EXCERPT.
When I first had the dream of parking in my single car garage, I honestly thought the only way I could manage that feat was to ditch my workshop workspace completely.
But I couldn’t have been more wrong! Not only did I get both a full working workshop and space to park, I have more work area than ever when it’s in workshop mode!
Sounds impossible doesn’t it? But the key to making this work?
Parking in a Garage Workshop Series
And be willing to pull the truck outside when it’s workshop time!
Welcome to Part 4 – the final reveal!
And I did it!
Today I’m sharing Part 4 of the final outcome, all decked out like the prettiest garage workshop ever! With plenty of space to park too!
This post contains some affiliate links in which I earn a small percentage from qualifying purchases through these links, at no extra cost to you. Thank-you for helping to support my blog!
An antique tools garage workshop
you can also park in!
The messy before:
It seems like forever ago that my workshop looked this messy. But with a cold snap brewing outdoors, I wanted my truck indoors, so I hustled and made it happen.
The days were long, but I chopped up the monumental tasks into hours if that’s all I had to spare. The key was to keep at it even in small increments.

DESCRIPTION OF THE TASK. Copy the garage workshop text above word for word, in full.

INFORMATION PROVIDED.
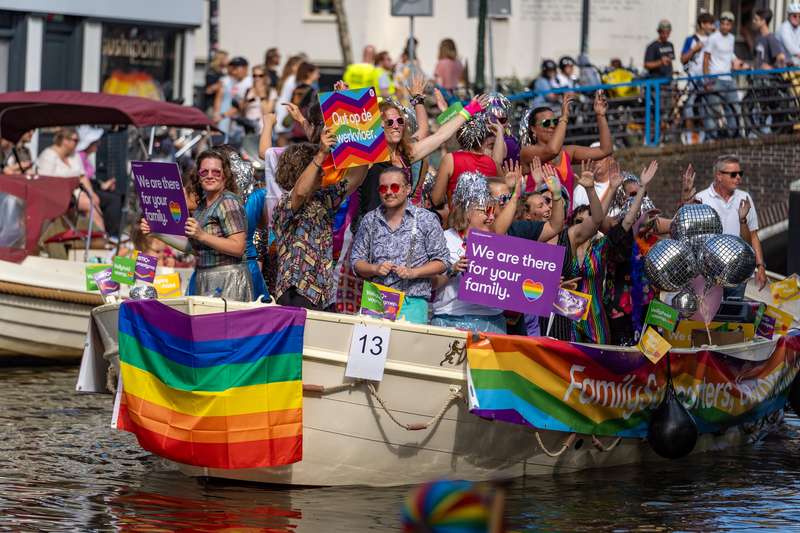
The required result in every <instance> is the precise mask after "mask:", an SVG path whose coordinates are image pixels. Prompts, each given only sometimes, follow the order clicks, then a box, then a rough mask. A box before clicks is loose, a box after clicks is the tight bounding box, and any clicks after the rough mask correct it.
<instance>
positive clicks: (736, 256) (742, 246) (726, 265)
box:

ANSWER BELOW.
When I first had the dream of parking in my single car garage, I honestly thought the only way I could manage that feat was to ditch my workshop workspace completely.
But I couldn’t have been more wrong! Not only did I get both a full working workshop and space to park, I have more work area than ever when it’s in workshop mode!
Sounds impossible doesn’t it? But the key to making this work?
Parking in a Garage Workshop Series
And be willing to pull the truck outside when it’s workshop time!
Welcome to Part 4 – the final reveal!
And I did it!
Today I’m sharing Part 4 of the final outcome, all decked out like the prettiest garage workshop ever! With plenty of space to park too!
This post contains some affiliate links in which I earn a small percentage from qualifying purchases through these links, at no extra cost to you. Thank-you for helping to support my blog!
An antique tools garage workshop
you can also park in!
The messy before:
It seems like forever ago that my workshop looked this messy. But with a cold snap brewing outdoors, I wanted my truck indoors, so I hustled and made it happen.
The days were long, but I chopped up the monumental tasks into hours if that’s all I had to spare. The key was to keep at it even in small increments.